[Document excerpt]
When Copilot Gets Your Name Wrong

by Darren Guenther, CPA, CMA

I’ve been experimenting more with Microsoft Teams meeting transcripts and AI-generated summaries lately. Like many professionals, I’m interested in how tools like Copilot can reduce administrative work and help capture key discussion points without manual note-taking.

For the first few months, it actually worked quite well. Then, seemingly out of nowhere, I ran into a small but persistent problem that had me scratching my head: the AI summaries kept referring to me as "CPA" instead of my actual name. Illustration showing an AI meeting summary mislabeling a professional by credential instead of name.

Not “Darren”
Not “Darren Guenther”
Just… "CPA".

At first, it was amusing.
Then confusing.
And eventually, mildly annoying—especially when reviewing meeting summaries that read like I was an unnamed credential rather than a person.

As it turns out, this issue is surprisingly common, and it has everything to do with how your name is stored in Microsoft 365.

What’s Actually Happening Behind the Scenes

In Microsoft Teams, your "Display Name" might look perfectly fine on screen. Many professionals include their credentials in their visible name, such as:

Darren Guenther, CPA, CMA
Visually, that’s clear and professional. Humans understand it immediately.
AI, however, doesn’t always interpret names the same way humans do.

Microsoft Copilot and Teams meeting summaries rely heavily on underlying identity fields in Microsoft 365 (now Entra ID). When credentials like "CPA" or "CMA" are included directly in the Display Name field, AI models can misinterpret those suffixes as the primary identifier rather than as credentials.

The result?
Speaker attribution becomes inconsistent. Transcripts may assign comments to “CPA”. AI-generated summaries refer to “CPA said…” instead of using your name. From an AI’s perspective, it’s not being careless—it’s being literal.

Why Display Name Matters More Than You Think

In Microsoft 365, the Display Name is not just for emails and meetings. It feeds directly into:

  • Teams transcripts
  • Copilot meeting summaries
  • Search results
  • Speaker attribution in recordings
If that field is cluttered with credentials, punctuation, or extra descriptors, AI tools can struggle to determine what is actually a person’s name versus a title or designation.

This isn’t really a Copilot “bug.” It’s a data hygiene issue.

The Simple Fix: Clean Up the Display Name

The recommended approach is straightforward:
Use the Display Name for your actual name only

For example: Darren Guenther
Move credentials elsewhere. Your credentials still matter, they just don’t belong in the Display Name field. Better places for them include:
  • Job Title Example: Cloud Accountant | CPA, CMA
  • Email signatures
  • LinkedIn and professional bios
  • Personal or firm websites (where context is clearer)
This keeps your professional branding intact while giving AI exactly what it needs to work properly.

How to Check (and Change) Your Display Name

You may be able to update this yourself, depending on how your organization is set up.
Start here:

https://myaccount.microsoft.com
https://myprofile.microsoft.com
Under "Your info", check whether your Display Name is editable.

One important caveat...
In many organizations, the Display Name is locked and synchronized from:

  • Microsoft Entra ID (Azure AD)
  • An HR or payroll system
If that’s the case, you’ll need to ask IT to update it for you by:
  • Removing credentials from the Display Name field
  • Leaving only your legal or preferred name
Once updated, changes usually propagate within a few hours. Future transcripts and AI summaries should then correctly refer to you by name.

[Directions for this task]
In the article on Copilot mislabeling speakers, how long do Display Name changes usually take to propagate once updated?

[Extracted records]
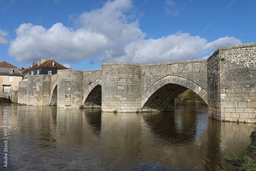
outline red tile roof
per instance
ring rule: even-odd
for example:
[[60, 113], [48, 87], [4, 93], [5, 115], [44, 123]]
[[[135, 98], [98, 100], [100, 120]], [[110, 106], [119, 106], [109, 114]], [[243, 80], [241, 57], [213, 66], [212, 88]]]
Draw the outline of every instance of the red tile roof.
[[[52, 65], [53, 62], [54, 62], [54, 66]], [[53, 59], [47, 60], [37, 67], [35, 68], [35, 69], [39, 68], [41, 67], [57, 68], [58, 69], [69, 69], [69, 68], [67, 67], [65, 67], [61, 64], [60, 64]]]
[[18, 67], [14, 66], [11, 64], [10, 64], [8, 62], [6, 62], [5, 61], [4, 61], [1, 63], [0, 63], [0, 68], [18, 68]]
[[23, 70], [23, 71], [22, 71], [22, 72], [21, 73], [23, 75], [25, 75], [26, 74], [26, 73], [27, 72], [31, 71], [31, 70], [33, 70], [37, 67], [37, 64], [32, 67], [30, 67], [30, 68], [25, 68]]

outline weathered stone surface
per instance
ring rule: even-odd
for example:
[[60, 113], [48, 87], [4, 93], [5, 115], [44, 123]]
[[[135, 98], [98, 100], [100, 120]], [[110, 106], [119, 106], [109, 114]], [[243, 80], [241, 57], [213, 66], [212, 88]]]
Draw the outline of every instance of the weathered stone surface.
[[[255, 123], [255, 43], [221, 47], [208, 58], [210, 117], [231, 121], [224, 111], [233, 108], [235, 114], [231, 113], [231, 117], [235, 118], [234, 122]], [[220, 60], [222, 58], [223, 61]], [[219, 104], [224, 110], [217, 111]]]
[[[189, 89], [208, 103], [209, 116], [255, 123], [256, 43], [221, 47], [208, 59], [145, 65], [103, 64], [101, 69], [59, 70], [20, 82], [18, 103], [104, 112], [173, 111]], [[224, 59], [224, 60], [223, 59]]]

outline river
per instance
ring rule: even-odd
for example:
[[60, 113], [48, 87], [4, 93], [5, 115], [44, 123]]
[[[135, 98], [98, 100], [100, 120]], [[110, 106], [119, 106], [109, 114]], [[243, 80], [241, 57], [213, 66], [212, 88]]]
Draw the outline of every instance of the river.
[[5, 136], [3, 114], [1, 170], [230, 170], [224, 156], [247, 147], [255, 129], [209, 118], [204, 105], [136, 113], [0, 105], [2, 113], [5, 109], [8, 127]]

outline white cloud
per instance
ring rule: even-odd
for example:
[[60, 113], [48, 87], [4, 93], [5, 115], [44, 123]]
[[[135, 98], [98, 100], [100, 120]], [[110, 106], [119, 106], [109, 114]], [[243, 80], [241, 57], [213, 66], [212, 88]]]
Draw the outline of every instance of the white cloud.
[[5, 45], [8, 43], [8, 40], [5, 37], [8, 34], [8, 32], [0, 29], [0, 45]]
[[65, 67], [67, 67], [68, 68], [71, 68], [71, 66], [69, 65], [69, 64], [63, 64], [62, 65]]
[[174, 2], [173, 1], [172, 1], [172, 0], [167, 0], [165, 1], [165, 3], [166, 3], [166, 4], [169, 6], [172, 6], [174, 5]]
[[134, 14], [127, 14], [133, 8], [131, 0], [108, 1], [101, 8], [73, 18], [76, 30], [60, 23], [49, 29], [23, 24], [11, 42], [9, 55], [19, 61], [52, 57], [59, 62], [75, 63], [100, 56], [101, 63], [142, 64], [198, 58], [237, 42], [234, 37], [227, 36], [208, 43], [199, 36], [180, 32], [158, 37], [157, 31], [155, 38], [146, 39], [140, 28], [139, 19], [133, 19]]

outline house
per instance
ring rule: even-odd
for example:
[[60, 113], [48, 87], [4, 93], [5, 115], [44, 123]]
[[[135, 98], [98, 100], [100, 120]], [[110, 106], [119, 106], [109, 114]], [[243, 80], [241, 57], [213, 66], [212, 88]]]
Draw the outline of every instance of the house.
[[57, 71], [59, 69], [69, 69], [52, 59], [42, 59], [38, 62], [36, 64], [32, 63], [31, 67], [24, 69], [22, 68], [22, 73], [24, 75], [23, 81], [27, 81], [28, 75], [54, 75], [57, 74]]
[[[0, 63], [0, 83], [2, 86], [1, 92], [9, 93], [12, 91], [18, 91], [19, 82], [22, 81], [24, 76], [18, 67], [6, 62], [4, 61]], [[2, 97], [4, 94], [1, 93]], [[7, 95], [7, 98], [9, 96]]]

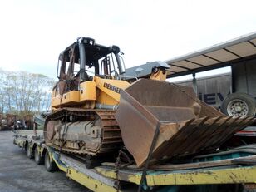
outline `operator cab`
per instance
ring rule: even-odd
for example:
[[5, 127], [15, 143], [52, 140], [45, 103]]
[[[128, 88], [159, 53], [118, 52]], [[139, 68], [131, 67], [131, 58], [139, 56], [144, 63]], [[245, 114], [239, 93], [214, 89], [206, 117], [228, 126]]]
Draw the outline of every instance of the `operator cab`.
[[106, 47], [95, 43], [92, 38], [78, 38], [59, 56], [59, 93], [79, 90], [81, 82], [91, 81], [94, 76], [120, 78], [125, 66], [119, 52], [117, 46]]

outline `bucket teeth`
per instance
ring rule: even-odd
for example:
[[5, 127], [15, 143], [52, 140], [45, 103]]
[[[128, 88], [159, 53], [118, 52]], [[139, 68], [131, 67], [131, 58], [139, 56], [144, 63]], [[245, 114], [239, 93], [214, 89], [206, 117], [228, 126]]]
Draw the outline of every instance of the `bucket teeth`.
[[192, 88], [145, 79], [121, 91], [116, 118], [139, 167], [147, 160], [159, 124], [150, 165], [214, 150], [252, 122], [252, 118], [232, 118], [207, 106]]

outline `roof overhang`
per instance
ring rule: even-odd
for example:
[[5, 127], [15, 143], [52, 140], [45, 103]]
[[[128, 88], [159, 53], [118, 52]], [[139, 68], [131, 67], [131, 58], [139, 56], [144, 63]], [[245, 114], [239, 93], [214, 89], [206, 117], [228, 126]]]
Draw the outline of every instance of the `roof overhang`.
[[167, 77], [224, 67], [254, 57], [256, 32], [165, 61], [170, 66]]

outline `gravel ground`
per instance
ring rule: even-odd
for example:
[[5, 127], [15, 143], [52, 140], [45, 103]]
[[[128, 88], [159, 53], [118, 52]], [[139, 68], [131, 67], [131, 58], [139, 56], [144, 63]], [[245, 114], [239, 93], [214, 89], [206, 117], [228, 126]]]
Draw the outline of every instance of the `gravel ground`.
[[47, 172], [44, 165], [27, 158], [25, 151], [13, 145], [13, 133], [0, 131], [0, 191], [90, 191], [69, 180], [62, 171]]

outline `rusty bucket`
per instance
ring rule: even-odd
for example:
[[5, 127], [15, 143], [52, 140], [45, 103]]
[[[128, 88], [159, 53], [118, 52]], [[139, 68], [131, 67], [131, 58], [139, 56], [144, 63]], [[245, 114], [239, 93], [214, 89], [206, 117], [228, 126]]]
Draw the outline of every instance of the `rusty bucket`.
[[217, 149], [252, 121], [226, 116], [197, 99], [190, 87], [148, 79], [121, 91], [116, 118], [139, 167], [147, 160], [157, 125], [151, 165]]

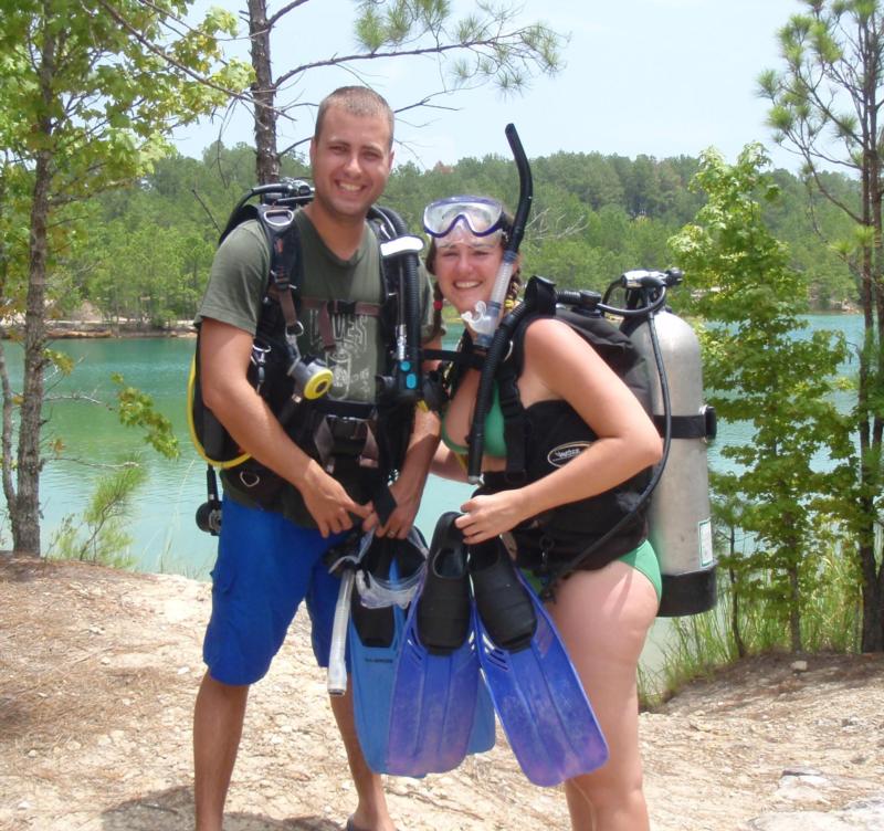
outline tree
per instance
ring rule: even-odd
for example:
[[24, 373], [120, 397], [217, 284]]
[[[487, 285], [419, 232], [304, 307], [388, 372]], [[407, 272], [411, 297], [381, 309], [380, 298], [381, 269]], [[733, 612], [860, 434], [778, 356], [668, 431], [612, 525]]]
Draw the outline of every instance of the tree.
[[[801, 276], [764, 222], [762, 201], [778, 196], [768, 164], [760, 145], [733, 166], [706, 151], [695, 185], [707, 202], [671, 244], [704, 320], [709, 403], [724, 421], [747, 421], [754, 431], [749, 443], [723, 451], [737, 471], [712, 476], [733, 520], [755, 537], [749, 555], [722, 558], [735, 606], [762, 602], [798, 651], [802, 608], [822, 577], [815, 555], [853, 450], [831, 400], [843, 344], [823, 332], [803, 336]], [[813, 465], [820, 454], [828, 465]], [[734, 635], [740, 644], [741, 633]]]
[[312, 70], [337, 66], [358, 78], [358, 67], [366, 61], [436, 56], [443, 88], [397, 106], [401, 112], [430, 106], [435, 97], [471, 84], [492, 82], [504, 93], [515, 92], [525, 87], [533, 72], [552, 74], [560, 65], [564, 39], [540, 23], [512, 25], [512, 8], [480, 0], [473, 13], [455, 19], [448, 0], [358, 0], [355, 52], [295, 65], [274, 77], [271, 35], [283, 18], [306, 2], [292, 0], [270, 12], [267, 0], [248, 0], [256, 173], [262, 183], [278, 179], [281, 157], [295, 147], [278, 149], [278, 118], [292, 118], [295, 108], [305, 106], [278, 97]]
[[[859, 459], [842, 502], [863, 575], [862, 648], [884, 650], [884, 550], [881, 508], [884, 439], [884, 223], [882, 140], [884, 9], [877, 0], [804, 0], [779, 33], [785, 69], [759, 78], [778, 143], [799, 154], [804, 175], [853, 223], [839, 251], [857, 283], [864, 319], [854, 429]], [[823, 171], [846, 170], [859, 200], [844, 199]]]
[[183, 0], [19, 0], [0, 17], [0, 224], [11, 231], [0, 252], [3, 312], [24, 315], [12, 332], [23, 340], [20, 393], [0, 350], [2, 485], [19, 551], [40, 553], [48, 303], [63, 255], [87, 235], [84, 203], [143, 176], [171, 127], [249, 83], [242, 64], [215, 70], [217, 35], [233, 31], [233, 18], [213, 11], [176, 34], [186, 9]]

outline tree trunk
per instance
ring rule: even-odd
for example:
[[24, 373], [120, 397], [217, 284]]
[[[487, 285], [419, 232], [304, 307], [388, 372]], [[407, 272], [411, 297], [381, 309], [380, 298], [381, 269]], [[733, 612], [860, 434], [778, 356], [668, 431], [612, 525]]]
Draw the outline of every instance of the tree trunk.
[[17, 553], [40, 555], [40, 431], [43, 427], [43, 370], [46, 347], [46, 263], [49, 188], [52, 157], [43, 150], [34, 168], [31, 204], [30, 267], [24, 312], [24, 377], [19, 413], [17, 494], [10, 505]]
[[259, 185], [280, 179], [280, 155], [276, 150], [276, 91], [270, 61], [270, 28], [266, 0], [249, 0], [249, 38], [255, 81], [252, 96], [255, 108], [255, 172]]

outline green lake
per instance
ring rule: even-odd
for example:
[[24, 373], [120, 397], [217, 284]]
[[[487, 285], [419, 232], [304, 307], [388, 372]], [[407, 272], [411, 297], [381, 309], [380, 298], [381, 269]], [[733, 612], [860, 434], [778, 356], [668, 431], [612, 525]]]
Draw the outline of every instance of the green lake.
[[[861, 343], [859, 316], [809, 316], [810, 330], [827, 328], [844, 332], [852, 344]], [[185, 414], [185, 392], [194, 341], [188, 338], [59, 340], [53, 348], [75, 362], [67, 378], [48, 380], [44, 441], [63, 442], [62, 457], [48, 462], [41, 477], [43, 507], [43, 550], [66, 515], [78, 516], [86, 506], [93, 484], [103, 466], [117, 464], [133, 451], [141, 450], [148, 476], [138, 491], [128, 533], [129, 554], [143, 571], [166, 571], [207, 579], [212, 567], [215, 538], [200, 532], [193, 516], [206, 498], [206, 465], [190, 444]], [[6, 344], [13, 389], [20, 386], [21, 354]], [[850, 368], [846, 369], [850, 371]], [[118, 372], [126, 382], [149, 393], [160, 412], [171, 419], [181, 446], [177, 461], [160, 457], [134, 429], [123, 428], [106, 407], [73, 396], [98, 401], [115, 400], [110, 375]], [[846, 393], [845, 393], [846, 396]], [[849, 400], [845, 398], [845, 406]], [[718, 439], [709, 448], [709, 464], [723, 464], [720, 449], [728, 442], [744, 441], [747, 428], [719, 423]], [[418, 526], [429, 538], [436, 517], [457, 509], [471, 488], [431, 477], [424, 494]], [[0, 525], [0, 546], [9, 547], [8, 522]], [[664, 637], [665, 625], [655, 627], [653, 640]], [[657, 631], [660, 630], [660, 631]], [[652, 642], [649, 648], [655, 646]], [[651, 661], [651, 663], [654, 663]]]

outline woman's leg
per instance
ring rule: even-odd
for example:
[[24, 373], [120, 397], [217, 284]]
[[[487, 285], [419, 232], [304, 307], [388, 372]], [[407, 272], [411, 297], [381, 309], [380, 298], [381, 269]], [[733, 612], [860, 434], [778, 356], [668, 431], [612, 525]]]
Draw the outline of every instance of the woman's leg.
[[636, 669], [657, 610], [650, 580], [615, 560], [562, 581], [547, 607], [592, 703], [610, 757], [565, 783], [573, 831], [648, 831]]

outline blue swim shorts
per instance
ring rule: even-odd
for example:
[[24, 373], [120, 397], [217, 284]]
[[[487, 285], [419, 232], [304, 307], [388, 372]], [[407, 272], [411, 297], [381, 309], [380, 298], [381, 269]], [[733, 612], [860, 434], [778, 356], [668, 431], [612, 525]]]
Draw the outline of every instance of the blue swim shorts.
[[346, 534], [323, 538], [282, 514], [224, 497], [218, 559], [212, 569], [212, 616], [202, 658], [222, 684], [253, 684], [270, 669], [302, 600], [312, 622], [313, 653], [328, 665], [340, 580], [323, 555]]

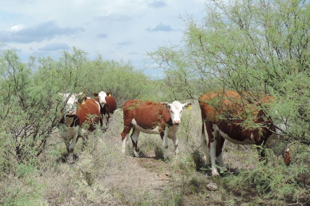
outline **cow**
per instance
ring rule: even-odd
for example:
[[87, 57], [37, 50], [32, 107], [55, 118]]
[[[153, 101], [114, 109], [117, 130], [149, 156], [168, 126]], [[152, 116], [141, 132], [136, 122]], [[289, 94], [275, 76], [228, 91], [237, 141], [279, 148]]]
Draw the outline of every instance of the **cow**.
[[95, 99], [100, 105], [100, 112], [101, 115], [100, 125], [101, 128], [103, 128], [103, 125], [102, 119], [104, 117], [106, 117], [105, 125], [106, 127], [104, 130], [105, 131], [107, 129], [109, 124], [110, 115], [113, 114], [116, 109], [116, 101], [114, 97], [112, 96], [111, 92], [106, 94], [104, 92], [101, 91], [99, 94], [94, 93], [93, 94], [94, 96], [96, 97]]
[[[267, 161], [264, 149], [260, 146], [267, 148], [274, 146], [275, 140], [281, 134], [281, 130], [285, 128], [283, 124], [274, 124], [263, 109], [257, 109], [256, 106], [258, 106], [258, 104], [251, 104], [246, 101], [246, 97], [244, 95], [241, 95], [233, 90], [218, 92], [209, 91], [198, 99], [202, 120], [201, 147], [207, 164], [209, 163], [209, 158], [211, 159], [211, 172], [213, 176], [219, 175], [216, 166], [215, 158], [220, 166], [226, 167], [222, 155], [225, 140], [237, 144], [255, 145], [257, 146], [260, 159]], [[268, 103], [274, 99], [272, 96], [265, 95], [261, 97], [260, 100], [262, 103]], [[246, 107], [249, 108], [251, 112], [246, 111]], [[247, 126], [245, 121], [246, 112], [248, 115], [252, 116], [253, 122], [258, 124], [258, 126]], [[209, 139], [207, 147], [205, 124]], [[289, 165], [290, 159], [288, 147], [285, 146], [281, 150], [285, 163]]]
[[82, 139], [84, 149], [85, 138], [95, 129], [100, 121], [100, 106], [98, 102], [92, 98], [86, 97], [83, 98], [81, 103], [78, 102], [78, 97], [85, 92], [84, 90], [78, 94], [59, 93], [63, 97], [65, 104], [60, 122], [60, 130], [69, 153], [68, 159], [69, 161], [73, 160], [78, 138]]
[[[138, 139], [140, 132], [147, 134], [158, 134], [162, 141], [165, 158], [168, 157], [168, 138], [173, 141], [175, 153], [179, 153], [176, 132], [181, 123], [182, 111], [192, 103], [181, 104], [178, 101], [172, 103], [140, 100], [130, 100], [124, 104], [124, 130], [122, 132], [122, 152], [126, 151], [126, 143], [131, 128], [131, 137], [134, 154], [138, 156]], [[190, 107], [189, 107], [190, 108]]]

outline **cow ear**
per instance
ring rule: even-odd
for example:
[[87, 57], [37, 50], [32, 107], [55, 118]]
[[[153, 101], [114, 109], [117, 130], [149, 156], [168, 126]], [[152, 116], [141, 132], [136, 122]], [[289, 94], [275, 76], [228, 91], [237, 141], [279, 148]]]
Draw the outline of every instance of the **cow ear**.
[[166, 107], [166, 108], [168, 108], [168, 109], [170, 108], [170, 104], [169, 103], [163, 103], [164, 105], [164, 107]]
[[188, 109], [192, 109], [192, 103], [190, 102], [188, 102], [187, 103], [186, 103], [185, 104], [183, 104], [183, 107], [185, 107]]

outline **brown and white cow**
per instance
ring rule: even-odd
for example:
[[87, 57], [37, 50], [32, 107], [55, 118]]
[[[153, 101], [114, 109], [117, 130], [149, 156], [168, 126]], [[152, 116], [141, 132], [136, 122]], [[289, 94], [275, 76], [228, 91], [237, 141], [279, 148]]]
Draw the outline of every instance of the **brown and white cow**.
[[[267, 103], [273, 99], [265, 95], [261, 97], [260, 100], [263, 103]], [[282, 124], [275, 127], [270, 118], [264, 115], [262, 110], [258, 110], [235, 91], [210, 91], [201, 95], [198, 102], [202, 120], [202, 148], [207, 164], [209, 163], [209, 158], [211, 159], [211, 173], [213, 176], [219, 175], [215, 164], [216, 158], [219, 166], [226, 167], [222, 155], [225, 140], [235, 144], [253, 144], [269, 148], [274, 145], [276, 139], [281, 133], [276, 127], [282, 130], [285, 129]], [[252, 114], [249, 113], [248, 111], [246, 111], [248, 110], [245, 110], [245, 107], [248, 107]], [[245, 123], [244, 117], [247, 112], [247, 115], [252, 116], [253, 122], [259, 124], [258, 127], [248, 128], [242, 125]], [[205, 124], [209, 137], [207, 147]], [[260, 160], [265, 159], [264, 149], [259, 146], [257, 148]], [[282, 150], [285, 162], [288, 165], [290, 162], [288, 149], [284, 146]]]
[[84, 148], [85, 138], [99, 122], [100, 106], [97, 102], [92, 98], [86, 97], [82, 103], [78, 101], [78, 97], [84, 92], [85, 90], [77, 95], [59, 93], [63, 97], [65, 104], [63, 116], [60, 122], [60, 130], [69, 153], [68, 158], [69, 160], [72, 160], [79, 137], [82, 137], [83, 139]]
[[140, 132], [158, 134], [162, 141], [165, 158], [167, 157], [168, 138], [173, 141], [175, 153], [179, 153], [176, 132], [181, 123], [182, 111], [192, 103], [181, 104], [175, 101], [171, 104], [140, 100], [130, 100], [124, 104], [124, 130], [122, 132], [122, 151], [125, 153], [128, 134], [132, 128], [131, 137], [134, 153], [138, 156], [138, 139]]
[[99, 94], [94, 93], [93, 95], [94, 96], [98, 97], [95, 99], [100, 105], [100, 112], [102, 118], [100, 120], [100, 125], [102, 128], [103, 125], [102, 119], [104, 117], [105, 117], [105, 125], [107, 126], [104, 130], [105, 131], [108, 128], [109, 124], [110, 115], [113, 114], [116, 109], [116, 101], [111, 95], [111, 92], [106, 94], [104, 92], [101, 91]]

[Output of the task]
Usually within a few hours.